# Start of Source text

Council Denies Downtown Cameras

City council voted against Chief Timothy Longo’s request for $300k for downtown security cameras, but is willing to support a scaled-back version, Seth Rosen writes in today’s Daily Progress. Mayor David Brown and councilors Kevin Lynch and Dave Norris all voted against Longo’s proposal to blanket downtown with security cameras. To their great credit, both Brown and Norris specifically cited the utter lack of evidence that security cameras lead to a reduction in crime. All members of council but Brown said they’re willing to explore a scaled back version, with mobile security cameras that store the video (rather than transmit it to the police station), to be extracted only in the case of an incident report. They’ve asked for a modified proposal from Chief Longo, but they’re making no promises that they’ll support it.

28 Responses to “Council Denies Downtown Cameras”


  • My favorite bit in the coverage of this comes from Matt Holmes’ piece for WCAV:

    “It only takes a few seconds for a child to disappear,” said Sage Moon Gallery owner Morgan Perkins. “That’s one of the things that I think we need to think about is providing safety for these kids. What if we had the cameras?”

    Think of the children! My God, won’t somebody think of the children?!

    I’ve never, ever heard of a kidnapping downtown. Certainly not a spate of them. Once you’ve pulled out the old “think of the children” canard in a debate, I think you’ve basically hit rock bottom.

  • Jan says:

    Amen Waldo. I see the fear factor reigns in our little city.

  • Golfer says:

    Daily Progress reporter Seth Rosen is factually inaccurate in the statement that,

    “Mayor David Brown and councilors Kevin Lynch and Dave Norris all voted against Longo’s proposal to blanket downtown with security cameras.”

    There was only ONE vote and that vote was not in disapproval of Chief Longo’s camera proposal, but was instead approval to proceed in an RFP for cameras utilizing a modified camera implementation strategy.

    As a parent and frequent visitor of the Downtown Mall, I support the use of cameras and believe cameras do deter crime will assist in changing the community’s perception that the Mall is unsafe. This is a real and living perception.

    Pretty typical in my opinion of Council’s willingness to increase questionable social programs and big government spending without giving the same priority to public safety until something detrimental or catastrophic occurs that brings out the masses. Much more prudent to utilize available technology in advance in an effort to deter crime than to implement such technology after the fact to prevent additional such offenses.

    Sorry, Council’s decision just doesn’t make a lot of sense to me…..but at least they didn’t waste money on another paid consultant….so I will at least give them one kudos.

  • Cville Eye says:

    I wonder if the people who are opposed to cameras on the Mall are also opposed to cameras at the ATM machines.

  • DandyTiger says:

    “Everybody’s got something to hide except for me and monkey.” Wow, I can’t believe I quoted a white album lyric. What is the world coming too. So what on earth were they talking about with the mobile camera idea? And yes, how pathetic with the “think of the children” meme. A new low perhaps in this debate. Please people, read the relevant research, cameras don’t deter or help catch crooks. And I’m not going to think of the children. They can just sod off.

  • Dan Kachur says:

    CVille Eye, you’re confusing public and private sector.

  • Big_Al says:

    Well hopefully this will allow us now to focus on what’s truly important: Ed Robb’s proposal to improve security at the jail to prevent terrorists from breaking in.

# End of Source text
# Start of Information shown

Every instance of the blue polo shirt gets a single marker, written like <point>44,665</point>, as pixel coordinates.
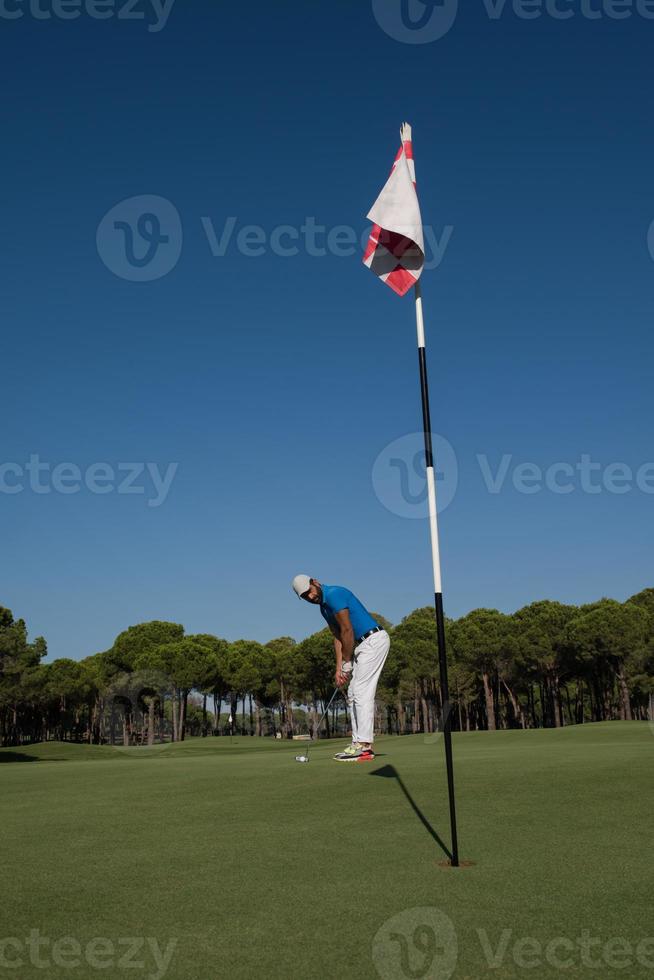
<point>335,598</point>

# End of Information shown

Your tasks:
(1) Answer these questions from the post about the downtown cameras:
(a) How much money did Chief Timothy Longo request for downtown security cameras?
(b) Which gallery does Morgan Perkins own?
(c) Whose proposal does Big_Al mention in the final comment?
(2) Write what comes next in the post about the downtown cameras, beginning after its final comment.

Final answers:
(1)
(a) $300k
(b) Sage Moon Gallery
(c) Ed Robb's

(2)
  • I-ING-U says:

    Well whadaya know…common sense prevails in C’ville politics. I consider using cameras to prevent/solve crimes analogous to the efficacy provided by those stupid radar equipped speed limit signs on wheels and tell you how fast you’re going.

  • Cville Eye says:

    Let me ask the question in a different way. Do people who use ATMs feel safer knowing there is a camera there to film any would be robber?

  • Demopublican says:

    Most criminals aren’t smart enough to know that ATMs even have cameras. It’s kinda like the rocket scientists that murdered a girl recently, stole her car…… and parked the damn car 2 blocks from where they live. These dumb criminals advertised that they lived closeby.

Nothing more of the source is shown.